◆ TASK DIRECTIONS
Give back the entries in full, exactly as they are written.

◆ INFORMATION GIVEN
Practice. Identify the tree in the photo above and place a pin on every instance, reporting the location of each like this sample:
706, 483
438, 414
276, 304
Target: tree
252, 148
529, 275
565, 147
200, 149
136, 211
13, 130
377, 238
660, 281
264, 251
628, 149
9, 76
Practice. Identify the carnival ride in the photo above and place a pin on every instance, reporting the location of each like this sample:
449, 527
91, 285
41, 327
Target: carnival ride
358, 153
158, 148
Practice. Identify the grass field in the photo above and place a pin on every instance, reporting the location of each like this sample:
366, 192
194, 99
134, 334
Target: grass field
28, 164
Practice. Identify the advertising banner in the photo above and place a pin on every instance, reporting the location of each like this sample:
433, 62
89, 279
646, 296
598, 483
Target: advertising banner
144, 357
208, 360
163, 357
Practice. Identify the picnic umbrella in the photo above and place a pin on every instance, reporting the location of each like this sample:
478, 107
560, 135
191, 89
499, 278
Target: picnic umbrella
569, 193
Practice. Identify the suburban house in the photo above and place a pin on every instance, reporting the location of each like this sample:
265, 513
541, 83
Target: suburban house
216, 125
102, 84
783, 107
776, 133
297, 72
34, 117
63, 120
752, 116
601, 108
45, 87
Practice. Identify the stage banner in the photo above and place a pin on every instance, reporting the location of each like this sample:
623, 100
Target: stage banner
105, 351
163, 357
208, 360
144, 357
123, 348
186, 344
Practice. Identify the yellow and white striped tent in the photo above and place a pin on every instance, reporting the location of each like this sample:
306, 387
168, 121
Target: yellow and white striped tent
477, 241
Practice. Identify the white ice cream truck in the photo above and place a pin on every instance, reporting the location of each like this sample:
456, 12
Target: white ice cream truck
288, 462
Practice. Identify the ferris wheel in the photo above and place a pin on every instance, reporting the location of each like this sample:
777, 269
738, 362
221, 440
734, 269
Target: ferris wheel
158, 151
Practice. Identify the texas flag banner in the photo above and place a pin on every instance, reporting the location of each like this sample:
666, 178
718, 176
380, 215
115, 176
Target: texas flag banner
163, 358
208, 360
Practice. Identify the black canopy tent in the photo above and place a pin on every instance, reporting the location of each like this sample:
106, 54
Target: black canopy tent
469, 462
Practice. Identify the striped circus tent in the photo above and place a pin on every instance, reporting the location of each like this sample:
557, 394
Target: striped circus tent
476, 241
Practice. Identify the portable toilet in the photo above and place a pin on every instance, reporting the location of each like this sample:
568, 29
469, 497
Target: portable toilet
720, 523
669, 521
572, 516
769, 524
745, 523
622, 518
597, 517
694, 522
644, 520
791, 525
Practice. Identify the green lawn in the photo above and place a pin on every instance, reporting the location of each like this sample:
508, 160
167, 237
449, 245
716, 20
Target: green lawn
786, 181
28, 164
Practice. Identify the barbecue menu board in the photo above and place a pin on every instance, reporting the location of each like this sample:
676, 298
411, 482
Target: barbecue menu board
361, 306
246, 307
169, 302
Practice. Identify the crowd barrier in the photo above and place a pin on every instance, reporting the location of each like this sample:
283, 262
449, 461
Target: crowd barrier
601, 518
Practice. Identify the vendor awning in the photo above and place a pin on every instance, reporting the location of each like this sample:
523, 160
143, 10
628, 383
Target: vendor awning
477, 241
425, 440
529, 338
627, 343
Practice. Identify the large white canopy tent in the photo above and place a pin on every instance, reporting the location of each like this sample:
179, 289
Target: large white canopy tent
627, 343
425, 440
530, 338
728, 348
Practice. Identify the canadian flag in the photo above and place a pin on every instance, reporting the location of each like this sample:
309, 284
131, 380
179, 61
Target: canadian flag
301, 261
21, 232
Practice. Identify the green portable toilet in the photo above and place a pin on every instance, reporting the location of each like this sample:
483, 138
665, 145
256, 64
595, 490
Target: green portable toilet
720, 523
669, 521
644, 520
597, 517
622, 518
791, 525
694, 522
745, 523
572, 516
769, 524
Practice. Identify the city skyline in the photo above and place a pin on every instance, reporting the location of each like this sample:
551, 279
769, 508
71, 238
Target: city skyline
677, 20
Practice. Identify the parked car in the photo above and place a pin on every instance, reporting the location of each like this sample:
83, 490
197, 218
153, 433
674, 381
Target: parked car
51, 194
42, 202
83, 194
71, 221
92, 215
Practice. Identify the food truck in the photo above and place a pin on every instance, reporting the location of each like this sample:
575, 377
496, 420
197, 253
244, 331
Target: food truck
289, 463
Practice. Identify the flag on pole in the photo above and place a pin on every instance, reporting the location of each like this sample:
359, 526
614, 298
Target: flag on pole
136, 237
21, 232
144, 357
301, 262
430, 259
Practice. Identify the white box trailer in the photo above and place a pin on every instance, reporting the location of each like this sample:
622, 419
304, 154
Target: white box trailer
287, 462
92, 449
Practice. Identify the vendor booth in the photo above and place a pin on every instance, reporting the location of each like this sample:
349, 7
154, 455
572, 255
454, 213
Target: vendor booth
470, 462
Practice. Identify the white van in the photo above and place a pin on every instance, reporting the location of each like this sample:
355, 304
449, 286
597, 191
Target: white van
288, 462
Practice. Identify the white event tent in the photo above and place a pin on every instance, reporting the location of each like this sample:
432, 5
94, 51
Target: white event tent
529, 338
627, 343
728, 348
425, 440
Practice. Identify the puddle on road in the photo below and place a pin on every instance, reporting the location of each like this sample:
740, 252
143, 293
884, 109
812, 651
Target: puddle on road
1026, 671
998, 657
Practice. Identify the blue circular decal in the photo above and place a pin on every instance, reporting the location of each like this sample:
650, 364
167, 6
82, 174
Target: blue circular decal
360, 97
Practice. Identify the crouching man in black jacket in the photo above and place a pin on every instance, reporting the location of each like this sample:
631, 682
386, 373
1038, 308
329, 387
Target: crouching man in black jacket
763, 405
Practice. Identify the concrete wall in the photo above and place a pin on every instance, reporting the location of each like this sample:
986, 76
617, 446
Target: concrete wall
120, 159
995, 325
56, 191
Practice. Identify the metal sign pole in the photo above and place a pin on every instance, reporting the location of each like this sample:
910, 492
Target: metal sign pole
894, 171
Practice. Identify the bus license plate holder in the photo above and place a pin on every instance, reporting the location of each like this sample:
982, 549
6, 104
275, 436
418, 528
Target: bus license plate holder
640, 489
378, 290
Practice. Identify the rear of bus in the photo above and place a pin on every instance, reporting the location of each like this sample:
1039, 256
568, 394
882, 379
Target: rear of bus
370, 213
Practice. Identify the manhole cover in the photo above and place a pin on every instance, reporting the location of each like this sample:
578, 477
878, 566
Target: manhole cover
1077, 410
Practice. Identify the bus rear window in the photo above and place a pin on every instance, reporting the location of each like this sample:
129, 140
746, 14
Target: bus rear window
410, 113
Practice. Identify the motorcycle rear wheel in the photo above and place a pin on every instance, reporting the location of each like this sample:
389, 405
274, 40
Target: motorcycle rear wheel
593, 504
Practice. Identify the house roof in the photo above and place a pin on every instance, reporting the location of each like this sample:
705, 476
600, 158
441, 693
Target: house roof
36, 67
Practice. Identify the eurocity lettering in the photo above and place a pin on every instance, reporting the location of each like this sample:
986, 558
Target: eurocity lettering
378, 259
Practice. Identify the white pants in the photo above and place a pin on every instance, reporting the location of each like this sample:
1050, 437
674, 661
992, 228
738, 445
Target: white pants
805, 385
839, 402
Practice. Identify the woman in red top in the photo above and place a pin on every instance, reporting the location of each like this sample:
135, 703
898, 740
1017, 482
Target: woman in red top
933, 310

◆ OUTPUT FOR THIS EXERCISE
Practice. Identify the tree in the photo above and place a pin on every instance, reporting the location of each like this sample:
706, 483
438, 414
276, 304
Target: tree
252, 148
529, 275
565, 147
200, 149
136, 211
13, 130
377, 238
660, 281
264, 251
628, 149
9, 76
Practice. Identify the carnival ride in the photo above and place a pin on every instance, reporting the location of each like this sample:
449, 527
91, 285
41, 327
Target: carnival ride
358, 153
158, 148
Practice. Identify the grass field in the photo above and place a pin on every instance, reporting the location of each like this sample:
366, 192
194, 99
134, 334
Target: grass field
28, 164
Practice. Identify the advertising banner in the photo above and place a pin on every instance, reporting the location of each like this sample:
433, 62
89, 279
646, 296
598, 483
Target: advertising banner
144, 357
208, 360
163, 357
Practice. Identify the picnic umbrella in the photo above and place a pin on every instance, reporting the location of each like this sample:
478, 107
560, 135
191, 89
499, 278
Target: picnic umbrella
569, 193
Practice. Identify the suburban house in the photo above and place a pin on every instance, reporting the location of each like this sample:
265, 513
541, 83
Target: suburban house
216, 125
102, 84
783, 107
776, 133
297, 72
34, 117
63, 120
752, 116
601, 108
45, 87
Practice. Identify the stage banner in the photo above and place a pin on every instance, reporting the location of each like this sample:
623, 100
Target: stage banner
105, 351
163, 357
208, 360
144, 357
123, 348
186, 344
Practice. Identify the yellow and white striped tent in the photo above and place a pin on every instance, reporting the location of each like this sample:
306, 387
168, 121
Target: yellow and white striped tent
477, 241
Practice. Identify the white ice cream truck in the photo above and place a pin on every instance, reporting the location of each like this sample:
456, 12
Target: white ice cream truck
288, 462
Practice. Identify the ferris wheel in the photo above and place a pin on every instance, reporting the location of each like this sample:
777, 269
738, 362
221, 440
734, 269
Target: ferris wheel
158, 151
Practice. Identify the texas flag banner in the photo above and place a pin on every instance, reporting the location of each like this sample:
666, 178
718, 176
380, 215
115, 176
Target: texas flag banner
163, 358
208, 360
Practice. Identify the black canopy tent in the photo above and place a pin on every instance, reporting the location of each like this sample:
106, 54
Target: black canopy tent
469, 462
Practice. Identify the striped circus tent in the photo above and place a pin on every instance, reporting the location of each like this sample:
557, 394
Target: striped circus tent
476, 241
Practice. Identify the portable toilet in the photo above and place a pin on every instance, reporting the location of each like this sample:
568, 29
469, 497
Target: portable toilet
720, 523
669, 521
572, 516
769, 524
745, 523
622, 518
597, 517
694, 522
644, 520
791, 525
Practice. Identify the green lawn in the photo above and place a pin on every instance, reporting the location of each like this sample:
508, 160
167, 237
449, 245
716, 20
Target: green lawn
786, 181
28, 164
Practice. Identify the barbecue menu board in the photo above and place a pin on every instance, reporting the location of each like this sample:
676, 298
411, 482
Target: barbecue menu board
361, 306
246, 307
169, 302
Practice. Identify the crowd barrier in the photo above and place a pin on every instance, reporting the location of each like this sample:
283, 262
449, 461
Target: crowd barrier
601, 518
Practice. Identify the vendor awning in the photo above and place a pin on every instance, reporting the location of each like this sample:
523, 160
143, 10
628, 383
Target: vendor awning
477, 241
425, 440
529, 338
627, 343
Practice. Identify the large white canopy tent in the photo above and place a pin on every instance, reporting the location of each like this sample:
179, 289
Target: large white canopy tent
627, 343
425, 440
530, 338
728, 348
Practice. Identify the canadian flag in the photo above and place a pin on every instance, reporting the location of each like this sample:
309, 284
131, 380
179, 61
Target: canadian flag
301, 261
21, 232
Practice. Identify the green portable toilet in the photo above and place a pin on every instance, reporting the location of each like this sample:
483, 138
665, 145
256, 64
595, 490
Target: green portable toilet
720, 523
669, 521
644, 520
597, 517
622, 518
791, 525
694, 522
745, 523
572, 516
769, 524
Practice. Identify the city skyline in the photo above and place a pin on every instance, reporting the location of each like this sample:
551, 279
769, 508
71, 238
Target: city skyline
677, 20
Practice. Identify the parked car in the photo above and place a pin on every instance, reporting the location of each like this sample:
83, 490
197, 218
153, 433
674, 381
Target: parked car
51, 194
42, 202
83, 194
71, 221
92, 215
Practice. Identify the food truck in the photo above and place a pin on every instance, reporting the location of each like this sample:
575, 377
496, 420
197, 253
244, 331
Target: food truck
289, 463
Practice. Identify the flag on pole in the photo above and place a pin on every instance, reporting the location of each like this sample:
359, 526
614, 298
Target: flag on pole
136, 237
21, 232
144, 357
301, 262
430, 259
Practice. Identify the white box trailer in the photo above and place a pin on every instance, reporting the location of each like this sample:
622, 419
304, 154
Target: white box trailer
287, 462
92, 449
Practice. Identify the vendor booth in the photo above and place a pin on every instance, reporting the location of each like this sample:
349, 7
154, 455
572, 255
454, 213
Target: vendor booth
470, 462
Practice. Identify the white van in the photo above and place a pin on every instance, reporting the location of each like this sample:
355, 304
449, 286
597, 191
Target: white van
288, 462
Practice. Identify the white event tent in the photo above and place a pin on every instance, reporting the location of each like this sample:
432, 5
94, 51
Target: white event tent
529, 338
627, 343
728, 348
425, 440
Practice. Identify the puddle on road in the photo below and place a pin on every instance, reporting the location of each like this sample:
740, 252
143, 293
884, 109
812, 651
Target: puddle on road
1026, 671
998, 657
Practice. Identify the blue circular decal in the photo above and place a pin on every instance, reporting the location of each like this sample:
650, 364
167, 6
82, 174
Target: blue circular decal
360, 97
Practice. Identify the crouching man in black jacket in the photo above and place a pin on every instance, reporting the location of each like this sample:
631, 682
386, 373
1038, 308
329, 387
Target: crouching man in black jacket
763, 405
Practice. Identify the concrete wall in the photo above and place a pin on every instance, reporting the location of each like this sample:
986, 76
617, 446
Target: concrete wall
120, 159
995, 325
56, 191
Practice. Identify the metal sign pole in the photo above and place a pin on every instance, reporting the location of each like this sample:
910, 492
Target: metal sign pole
894, 171
Practice. Identify the bus license plate holder in the photo above and place a pin on every instance, reporting the location of each like this sample:
982, 549
6, 104
275, 436
418, 528
Target: bus license plate holder
640, 489
378, 290
Practice. Identify the rear of bus in the photo above and place a pin on every instance, reporting the location of each like this sample:
1039, 256
568, 394
882, 379
Target: rear of bus
370, 213
Practice. Identify the manhole cover in the photo above and place a pin on every instance, reporting the location of each like this sample:
578, 477
878, 566
Target: manhole cover
1077, 410
Practice. Identify the bus rear window in the photo above and place a pin on every instance, reporting the location of each like this sample:
129, 140
746, 14
Target: bus rear window
410, 113
Practice. Identify the motorcycle rear wheel in the photo above and place a pin on every instance, reporting the location of each like this sample:
389, 405
274, 40
Target: motorcycle rear wheel
593, 504
Practice. Identify the house roof in the photo above and place a pin on every instance, reporting the location of each like this sample:
705, 476
600, 158
441, 693
Target: house roof
36, 67
Practice. Identify the eurocity lettering in the photo above and place a pin on every instance, reporting the location of each like this sample:
986, 558
Target: eurocity lettering
378, 259
Practice. Identify the white pants in the photo above and place a pin on every instance, reporting the location of each like this sample:
1050, 437
674, 661
992, 228
738, 445
Target: white pants
805, 385
839, 402
Practice. Identify the woman in red top in the photo above and place a pin on every instance, reporting the location of each like this sample:
135, 703
898, 740
1017, 482
Target: woman in red top
933, 310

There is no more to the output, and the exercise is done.